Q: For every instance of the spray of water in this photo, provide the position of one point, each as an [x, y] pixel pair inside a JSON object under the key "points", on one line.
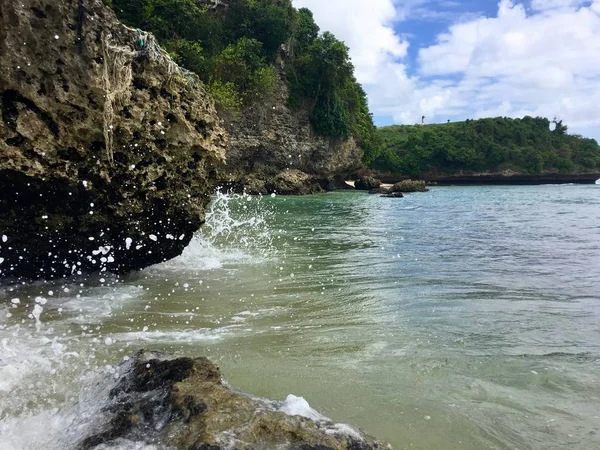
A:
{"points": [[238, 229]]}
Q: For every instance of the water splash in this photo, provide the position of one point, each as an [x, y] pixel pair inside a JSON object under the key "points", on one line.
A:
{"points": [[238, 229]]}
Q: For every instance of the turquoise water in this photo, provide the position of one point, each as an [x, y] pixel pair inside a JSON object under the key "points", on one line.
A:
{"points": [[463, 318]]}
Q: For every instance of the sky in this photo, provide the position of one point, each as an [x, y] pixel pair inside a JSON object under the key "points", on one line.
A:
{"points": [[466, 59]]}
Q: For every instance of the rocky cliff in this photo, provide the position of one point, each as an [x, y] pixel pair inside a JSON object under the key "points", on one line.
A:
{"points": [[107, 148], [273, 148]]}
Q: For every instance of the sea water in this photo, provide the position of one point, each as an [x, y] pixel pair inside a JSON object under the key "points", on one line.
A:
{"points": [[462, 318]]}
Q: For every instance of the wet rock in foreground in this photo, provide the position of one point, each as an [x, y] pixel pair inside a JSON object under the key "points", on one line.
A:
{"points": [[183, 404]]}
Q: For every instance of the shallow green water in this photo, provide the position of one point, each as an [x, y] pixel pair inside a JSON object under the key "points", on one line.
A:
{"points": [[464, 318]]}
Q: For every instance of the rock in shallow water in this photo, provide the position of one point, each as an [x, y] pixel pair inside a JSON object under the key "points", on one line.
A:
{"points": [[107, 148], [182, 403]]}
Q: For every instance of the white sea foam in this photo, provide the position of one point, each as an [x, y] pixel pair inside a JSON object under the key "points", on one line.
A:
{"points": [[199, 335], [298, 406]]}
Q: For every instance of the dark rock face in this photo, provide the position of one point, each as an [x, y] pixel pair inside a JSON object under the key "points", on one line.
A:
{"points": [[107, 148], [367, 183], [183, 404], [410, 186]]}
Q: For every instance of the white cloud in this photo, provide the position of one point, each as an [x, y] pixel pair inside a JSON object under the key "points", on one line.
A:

WRITTEN TASK: Reproduce the whole listing above, swapping every "pixel pair" for "coordinate pair" and keeping all other text unchanged. Leave the pictures out.

ANSWER TO THE EXERCISE:
Q: For every instance of the spray of water in this photo, provide the position of one point, each as an [x, y] coordinate pair inside a JSON object under the key "points", on one line.
A:
{"points": [[238, 229]]}
Q: For every instance of the water splash in this photo, provide the position of one point, each as an [x, y] coordinate pair inside a JSON object under the key "points", on one line.
A:
{"points": [[238, 229]]}
Q: For every instance of the turquoise water in this photo, provide the position of one point, each as an [x, y] coordinate pair inside a JSON object under the key "points", on one line.
A:
{"points": [[463, 318]]}
Q: For every instance of the sky in this photo, provide the position of one point, each as an [x, y] coordinate pair inside a JSON object under the key "points", on one line.
A:
{"points": [[466, 59]]}
Q: For every instance of the rocky cliff in this photo, provide the position of one point, each as an [x, y] coordinate pair inside a JSON object under the key "points", on one line.
A:
{"points": [[107, 148], [273, 148]]}
Q: For every instance of the sea water in this photo, provide the position of one point, each as an [x, y] coordinate pair inside a JSON object under the key "points", on one line.
A:
{"points": [[462, 318]]}
Q: For every instance of the wet rock in foreground in this photo, provide the position of one point, each as an [x, y] coordinate pair inside a JSON object under the key "points", on one line.
A:
{"points": [[183, 404]]}
Q: For every instance of the shallow green water in this photo, provide the position of one point, each as an [x, y] coordinate pair inside a JSON object under the key "points", on one line.
A:
{"points": [[464, 318]]}
Q: For every instance of the rock in shallow water in this photo, provide the position of one point, each as an [x, y] coordinate pair inside a JSON object under the key "points", on one line.
A:
{"points": [[107, 148], [182, 403]]}
Q: For every instance of the white sea foam in this photo, provide the position of one point, each as an [x, y] coordinate pair inside a JSON object under the key "points", on one line.
A:
{"points": [[199, 335], [298, 406]]}
Q: For every instance of the dark rock face in this photo, provide the position of one point, each as an [x, y] coordinate pair inside a JSON object under the key "points", on one line.
A:
{"points": [[107, 148], [367, 183], [183, 404], [410, 186]]}
Q: For every instance of the white cloud in this photo, provide the position of one point, each as an [x, y] coordinate pair inside a JSON object under the key "points", on one line.
A:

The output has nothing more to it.